** BEGIN ENTRIES PROVIDED **

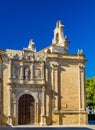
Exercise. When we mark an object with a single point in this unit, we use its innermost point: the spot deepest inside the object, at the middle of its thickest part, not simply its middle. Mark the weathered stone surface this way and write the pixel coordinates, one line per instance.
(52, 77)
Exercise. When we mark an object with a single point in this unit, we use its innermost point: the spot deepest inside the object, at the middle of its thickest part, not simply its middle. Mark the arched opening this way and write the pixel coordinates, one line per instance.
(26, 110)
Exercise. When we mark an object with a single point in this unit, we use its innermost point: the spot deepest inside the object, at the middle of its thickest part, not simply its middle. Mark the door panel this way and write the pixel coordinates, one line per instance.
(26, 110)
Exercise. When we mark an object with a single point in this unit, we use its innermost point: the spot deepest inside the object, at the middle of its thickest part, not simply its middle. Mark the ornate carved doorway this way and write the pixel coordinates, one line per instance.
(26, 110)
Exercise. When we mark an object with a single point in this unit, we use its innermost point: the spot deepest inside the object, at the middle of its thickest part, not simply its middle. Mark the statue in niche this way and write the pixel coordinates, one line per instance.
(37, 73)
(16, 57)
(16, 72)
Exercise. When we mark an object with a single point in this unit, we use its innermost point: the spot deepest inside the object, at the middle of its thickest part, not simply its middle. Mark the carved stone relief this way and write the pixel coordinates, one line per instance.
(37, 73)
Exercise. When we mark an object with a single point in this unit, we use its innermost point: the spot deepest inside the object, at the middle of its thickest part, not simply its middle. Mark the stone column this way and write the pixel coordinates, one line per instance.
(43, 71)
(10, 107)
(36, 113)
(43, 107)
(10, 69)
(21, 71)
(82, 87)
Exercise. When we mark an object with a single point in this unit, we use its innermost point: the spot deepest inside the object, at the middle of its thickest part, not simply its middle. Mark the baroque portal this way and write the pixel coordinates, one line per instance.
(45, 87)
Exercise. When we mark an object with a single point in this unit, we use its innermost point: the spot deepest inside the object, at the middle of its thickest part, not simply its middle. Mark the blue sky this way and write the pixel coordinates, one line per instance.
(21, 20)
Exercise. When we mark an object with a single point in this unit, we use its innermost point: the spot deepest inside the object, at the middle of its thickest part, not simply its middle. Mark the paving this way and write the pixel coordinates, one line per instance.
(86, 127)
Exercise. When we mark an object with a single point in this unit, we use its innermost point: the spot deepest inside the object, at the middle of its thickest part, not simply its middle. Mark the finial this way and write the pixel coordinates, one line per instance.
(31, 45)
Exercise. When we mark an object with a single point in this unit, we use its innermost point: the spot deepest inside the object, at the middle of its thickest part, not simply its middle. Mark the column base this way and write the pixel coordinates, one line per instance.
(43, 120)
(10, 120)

** END ENTRIES PROVIDED **

▸ **WHAT THIS TASK INVOLVES**
Retype each entry precisely. Skip images entirely.

▸ **RESULT**
Exercise. When we mark an object with a single point in this unit, we use its innermost point: the spot deepest inside the object, at the middle of its thickest part, not simply its middle. Mark the weathered stone surface this way and write the pixel coordinates, one line per instance.
(52, 77)
Exercise. When we mark an object with a single point in this unit, we use its innermost point: the spot deepest inside the object, at the middle of its thickest part, not simply its middle. Mark the arched opening this way and write the pixel coordinates, one line per instance.
(26, 110)
Exercise. When we mark an object with a single point in this unit, we use its innermost point: the spot deepest inside the object, at the middle of its thickest part, not simply its middle. Mark the door panel this way and write the pixel coordinates, one line per instance.
(26, 110)
Exercise. When we mark an object with a single point in this unit, we use its innermost point: the spot deepest inside the object, at the middle of its thickest part, not simply its middle. Mark the ornate carved doorway this way and write the pixel coordinates, one line per instance.
(26, 110)
Exercise. When we mark an object with a single point in this unit, we use its innermost point: the spot deepest inside the object, at the middle of its thickest part, not simply its middle. Mark the statue in niche this way and write the pixel coordinates, one line per instance.
(37, 73)
(16, 57)
(16, 72)
Exercise. When we mark an object with a single point in this unit, we use its innermost point: the spot deepest inside the object, at the middle of its thickest part, not simply its middle. Mark the carved stone relief this way and write the pixel coordinates, one line per instance.
(37, 73)
Exercise. When we mark an object with a single point in this unit, we use its innermost point: the spot deepest inside the object, at the middle of its thickest part, not simply its middle. Mark the stone column this way and write the pixel coordinates, one line per instance.
(43, 71)
(10, 107)
(36, 113)
(43, 107)
(10, 69)
(21, 71)
(82, 87)
Exercise. When we mark an object with a single point in this unit, we use its innermost point: the spot deepest inside the object, at the middle of its thickest part, not simply its middle. Mark the baroque portal this way and write the pixel coordinates, one line per instance.
(45, 87)
Exercise. When we mark an object with a single point in this unit, we use its innermost point: the spot deepest inside the object, at the middle of its thickest part, not simply its middle. Mark the blue sky this way and write the pixel coordinates, one line per instance.
(21, 20)
Exercise. When we mark an object with a single point in this unit, we use its innermost point: the spot deepest inside the object, at the middle of its thickest part, not simply its middle. Mark the paving this way and write the pixel coordinates, one line per instance.
(86, 127)
Exercise. When we mark an object with a single point in this unit, we use its innermost point: the spot deepest inside the object, at the middle of its thickest part, not simply its middle. Mark the finial this way and write the pixel coordinates, one line per instance.
(31, 45)
Exercise. When we mark an object with a single point in this unit, we use its innermost point: the spot deepest inside the object, at the middle of its thickest part, not simply its middle. Mark the column base this way and write the pixel coordinates, one line per instance.
(43, 120)
(10, 120)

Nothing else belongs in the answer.